**Problem:**
Set down every record below exactly as it stands.

[Entries taken from a collection]
_ _ _ _ _ _ _

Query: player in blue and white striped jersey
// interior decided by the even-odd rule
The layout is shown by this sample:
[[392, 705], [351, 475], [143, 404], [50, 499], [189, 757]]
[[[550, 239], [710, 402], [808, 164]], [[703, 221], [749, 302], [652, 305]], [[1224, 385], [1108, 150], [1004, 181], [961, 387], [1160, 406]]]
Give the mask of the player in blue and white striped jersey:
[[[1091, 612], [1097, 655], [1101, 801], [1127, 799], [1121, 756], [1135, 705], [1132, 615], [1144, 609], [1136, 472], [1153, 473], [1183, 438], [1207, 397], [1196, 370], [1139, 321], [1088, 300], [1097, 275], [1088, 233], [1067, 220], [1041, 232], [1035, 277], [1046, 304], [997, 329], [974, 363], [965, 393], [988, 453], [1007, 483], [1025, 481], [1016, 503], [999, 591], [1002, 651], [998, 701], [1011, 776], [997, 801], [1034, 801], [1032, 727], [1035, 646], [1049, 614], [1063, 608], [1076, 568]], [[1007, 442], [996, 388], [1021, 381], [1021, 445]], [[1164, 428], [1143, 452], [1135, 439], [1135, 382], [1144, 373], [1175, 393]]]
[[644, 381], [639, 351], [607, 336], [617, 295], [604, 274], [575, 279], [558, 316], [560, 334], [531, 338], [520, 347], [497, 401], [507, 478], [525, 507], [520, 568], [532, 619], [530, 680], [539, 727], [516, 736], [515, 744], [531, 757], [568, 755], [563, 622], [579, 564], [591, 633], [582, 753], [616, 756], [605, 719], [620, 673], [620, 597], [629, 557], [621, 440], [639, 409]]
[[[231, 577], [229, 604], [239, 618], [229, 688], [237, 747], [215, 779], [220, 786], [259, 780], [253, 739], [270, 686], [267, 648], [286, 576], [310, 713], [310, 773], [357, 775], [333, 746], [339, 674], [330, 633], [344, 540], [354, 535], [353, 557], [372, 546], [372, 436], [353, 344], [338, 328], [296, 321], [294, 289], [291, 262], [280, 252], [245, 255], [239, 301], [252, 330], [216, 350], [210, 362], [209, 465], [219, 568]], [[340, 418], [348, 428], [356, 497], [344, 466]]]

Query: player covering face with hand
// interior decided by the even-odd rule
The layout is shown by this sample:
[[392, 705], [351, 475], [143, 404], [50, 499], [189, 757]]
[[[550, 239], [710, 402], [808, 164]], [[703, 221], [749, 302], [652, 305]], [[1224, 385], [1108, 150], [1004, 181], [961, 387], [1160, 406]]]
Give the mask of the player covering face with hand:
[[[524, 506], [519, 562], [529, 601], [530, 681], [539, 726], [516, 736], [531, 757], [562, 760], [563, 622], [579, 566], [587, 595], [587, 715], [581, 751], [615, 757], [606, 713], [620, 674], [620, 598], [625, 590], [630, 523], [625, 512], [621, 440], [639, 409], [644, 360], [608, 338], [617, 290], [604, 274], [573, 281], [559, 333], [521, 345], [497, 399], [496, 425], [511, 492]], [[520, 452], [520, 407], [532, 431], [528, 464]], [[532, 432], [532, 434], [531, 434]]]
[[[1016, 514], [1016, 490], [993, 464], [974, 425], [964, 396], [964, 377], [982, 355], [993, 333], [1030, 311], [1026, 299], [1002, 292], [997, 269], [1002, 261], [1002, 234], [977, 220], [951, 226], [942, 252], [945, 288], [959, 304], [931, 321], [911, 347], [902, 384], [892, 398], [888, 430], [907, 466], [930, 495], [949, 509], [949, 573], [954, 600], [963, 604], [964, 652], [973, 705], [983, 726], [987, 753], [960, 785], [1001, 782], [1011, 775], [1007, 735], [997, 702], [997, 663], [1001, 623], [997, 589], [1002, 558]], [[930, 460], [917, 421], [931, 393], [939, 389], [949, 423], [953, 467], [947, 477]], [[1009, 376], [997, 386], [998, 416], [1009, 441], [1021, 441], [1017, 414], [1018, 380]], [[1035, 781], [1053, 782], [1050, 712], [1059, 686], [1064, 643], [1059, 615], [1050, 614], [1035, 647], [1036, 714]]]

_ _ _ _ _ _ _

**Your response:**
Query: player in blue and white striped jersey
// interior decided by the even-odd rule
The layout is shown by this sample:
[[392, 705], [351, 475], [143, 404], [50, 499], [189, 757]]
[[[550, 239], [710, 402], [808, 164]], [[703, 221], [749, 302], [652, 305]], [[1224, 385], [1108, 150], [1004, 181], [961, 387], [1160, 406]]]
Give the mask of the player in blue and white striped jersey:
[[[1091, 612], [1097, 655], [1101, 801], [1127, 799], [1121, 756], [1135, 705], [1132, 615], [1144, 609], [1136, 472], [1153, 473], [1183, 438], [1207, 397], [1196, 370], [1139, 321], [1088, 300], [1097, 275], [1088, 233], [1067, 220], [1041, 232], [1035, 277], [1046, 304], [997, 329], [974, 363], [965, 393], [988, 453], [1007, 483], [1025, 481], [1016, 503], [999, 591], [1002, 651], [998, 701], [1011, 776], [997, 801], [1034, 801], [1032, 727], [1035, 646], [1049, 614], [1063, 608], [1076, 568]], [[1007, 442], [996, 388], [1021, 381], [1021, 445]], [[1164, 428], [1143, 452], [1135, 439], [1135, 382], [1144, 373], [1175, 393]]]
[[644, 381], [639, 351], [607, 336], [617, 295], [604, 274], [575, 279], [558, 316], [560, 334], [531, 338], [520, 347], [497, 401], [507, 478], [525, 507], [520, 568], [532, 619], [530, 680], [539, 727], [516, 736], [515, 744], [531, 757], [568, 755], [563, 622], [579, 564], [591, 633], [582, 753], [616, 756], [605, 719], [620, 673], [620, 597], [629, 557], [621, 440], [639, 409]]
[[[231, 577], [229, 604], [239, 618], [229, 688], [237, 747], [215, 779], [220, 786], [259, 780], [253, 739], [270, 686], [267, 648], [286, 576], [310, 713], [310, 773], [357, 775], [333, 746], [339, 674], [330, 633], [344, 540], [354, 535], [353, 557], [372, 546], [372, 436], [353, 344], [338, 328], [296, 321], [294, 289], [291, 262], [280, 252], [245, 255], [239, 301], [252, 330], [216, 350], [210, 362], [209, 465], [219, 568]], [[340, 418], [348, 428], [356, 497], [344, 466]]]

Query: player covering face with hand
// interior decided by the even-odd rule
The layout is shown by this sample:
[[392, 705], [351, 475], [143, 404], [50, 499], [189, 757]]
[[[550, 239], [710, 402], [808, 164]], [[703, 221], [749, 302], [652, 305]], [[1224, 385], [1108, 150], [1004, 181], [961, 387], [1160, 406]]]
Give the mask of the player covering face with hand:
[[[524, 506], [519, 562], [529, 601], [530, 681], [539, 726], [516, 736], [531, 757], [562, 760], [563, 622], [579, 566], [587, 595], [587, 715], [581, 751], [615, 757], [606, 713], [620, 674], [620, 598], [625, 590], [630, 523], [625, 512], [621, 440], [639, 409], [644, 360], [608, 338], [617, 290], [604, 274], [573, 281], [559, 333], [521, 345], [497, 399], [496, 425], [511, 492]], [[520, 452], [520, 407], [532, 431], [528, 464]], [[532, 432], [532, 434], [531, 434]]]
[[[1016, 514], [1016, 490], [993, 464], [974, 425], [964, 396], [964, 377], [982, 355], [993, 333], [1030, 311], [1026, 299], [1002, 292], [997, 269], [1002, 261], [1002, 234], [977, 220], [951, 226], [942, 252], [945, 288], [959, 304], [931, 321], [911, 347], [902, 384], [892, 398], [888, 430], [907, 466], [930, 495], [949, 509], [949, 573], [954, 600], [963, 604], [964, 652], [973, 705], [983, 726], [987, 753], [960, 785], [1001, 782], [1011, 775], [1007, 735], [997, 702], [997, 663], [1001, 623], [997, 589], [1002, 558]], [[930, 460], [917, 421], [931, 393], [939, 389], [949, 423], [953, 467], [947, 477]], [[1009, 376], [997, 386], [998, 416], [1009, 441], [1021, 441], [1017, 414], [1018, 380]], [[1035, 781], [1053, 782], [1050, 712], [1059, 686], [1064, 643], [1059, 615], [1050, 614], [1035, 647], [1036, 714]]]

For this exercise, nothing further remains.